Why is rapidity additive?

Relativistic velocity addition takes the form $$ V = \frac{v+u}{1+uv/c^2} $$ The rapidity is defined so that $$ v = c \tanh \eta $$ Plugging this into the the velocity addition formula and noting that $V = c \tanh N$, we find $$ c \tanh N = c \frac{ \tanh \eta + \tanh \eta' }{1 + \tanh \eta \tanh \eta'} = c\tanh(\eta+\eta') $$ Thus, the new rapidity is $$ N = \eta + \eta' $$


Alright here's a very crude heuristic(definitely not a proof) on why(without using velocity composition) rapidity is additive.

Impose these two constraints:

1) the constancy of speed of light in all frames. This means that the rapidity of light $\tanh\phi_c=1$ is the same in all frames of reference.

→ Required work:
1. Answer from the rapidity thread:
(a) What equation defines rapidity in terms of velocity?
(b) How does the second reply describe its own argument?
(c) What is the first constraint that reply imposes?
2. Carry on writing the rapidity thread, starting right after its last sentence.
The listing is separate material, unrelated to the rapidity thread.

→ Record extracts:
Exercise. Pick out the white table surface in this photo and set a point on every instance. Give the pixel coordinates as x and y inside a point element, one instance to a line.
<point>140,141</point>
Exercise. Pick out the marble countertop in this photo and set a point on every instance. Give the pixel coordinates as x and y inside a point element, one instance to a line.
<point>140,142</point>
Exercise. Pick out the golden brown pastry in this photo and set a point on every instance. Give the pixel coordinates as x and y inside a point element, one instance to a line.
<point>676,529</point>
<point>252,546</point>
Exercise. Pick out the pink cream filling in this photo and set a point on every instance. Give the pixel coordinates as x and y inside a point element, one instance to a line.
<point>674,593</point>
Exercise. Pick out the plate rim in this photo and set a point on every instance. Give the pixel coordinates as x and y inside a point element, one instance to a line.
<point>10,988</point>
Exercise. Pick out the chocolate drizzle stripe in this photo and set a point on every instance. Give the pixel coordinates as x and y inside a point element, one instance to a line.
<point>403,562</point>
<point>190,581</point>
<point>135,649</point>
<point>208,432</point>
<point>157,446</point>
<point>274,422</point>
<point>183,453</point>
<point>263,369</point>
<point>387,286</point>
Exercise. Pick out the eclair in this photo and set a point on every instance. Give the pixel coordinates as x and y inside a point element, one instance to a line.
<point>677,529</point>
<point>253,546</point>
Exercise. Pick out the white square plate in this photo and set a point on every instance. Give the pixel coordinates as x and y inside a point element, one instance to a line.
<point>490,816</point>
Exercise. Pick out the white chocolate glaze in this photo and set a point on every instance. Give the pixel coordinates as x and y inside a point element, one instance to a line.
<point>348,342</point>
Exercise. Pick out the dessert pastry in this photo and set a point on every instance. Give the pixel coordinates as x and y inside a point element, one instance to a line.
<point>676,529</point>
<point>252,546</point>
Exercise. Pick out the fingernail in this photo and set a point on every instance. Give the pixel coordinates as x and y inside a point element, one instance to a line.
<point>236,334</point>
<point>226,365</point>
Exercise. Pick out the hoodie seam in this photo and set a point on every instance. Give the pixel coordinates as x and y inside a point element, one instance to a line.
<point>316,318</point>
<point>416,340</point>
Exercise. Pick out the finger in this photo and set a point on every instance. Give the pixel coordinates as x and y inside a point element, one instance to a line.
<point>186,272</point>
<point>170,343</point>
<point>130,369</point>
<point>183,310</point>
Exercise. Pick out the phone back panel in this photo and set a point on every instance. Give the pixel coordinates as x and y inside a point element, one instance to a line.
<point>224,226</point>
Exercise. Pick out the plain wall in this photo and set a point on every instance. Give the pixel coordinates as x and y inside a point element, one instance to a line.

→ The responses:
1.
(a) v = c tanh η
(b) As a very crude heuristic, definitely not a proof.
(c) The constancy of the speed of light in all frames.

2.
Consider this case:

You observe a frame of reference $S'$ moving with $\tanh \phi_1=v$ with respect to $S$ followed by a light beam with $\tanh\phi_c=1$. we know the rapidity of light in the $S'$ frame is the same as in $S$. Given this fact we'd like to find out what is the relation $ f(\phi_1,\phi_c)$ between the old and new rapidities in the new frame $S'$ such that: $$\tanh( f(\phi_1,\phi_c))=1$$

2) The second constraint is that the rapidity of an object at rest is zero. So if there's an object moving with velocity $v$ in $S$, it's at rest in $S'$. That is $$\tanh( f(\phi_1,\phi_1))=0$$

Then it's reasonable to conjecture that $f(\phi_1,\phi_2)=\phi_2 -\phi_1$

As you can check yourself using the hyperbolic identity $$\tanh (\phi_1 +\phi_2)=\dfrac{\tanh \phi_1+ \tanh \phi_2}{1+\tanh \phi_1 \tanh \phi_2} $$

Update: I was asked in the comments by user Prahar that I jumped into the conclusion too quickly. why for instance the functions $$(\phi_2 -\phi_1)^2$$ Or say $$(\phi_2 -\phi_1)^n$$ Or say $$\ln(\dfrac{\phi_2}{\phi_1})$$ are invalid?Although they satisfy the first two constraints?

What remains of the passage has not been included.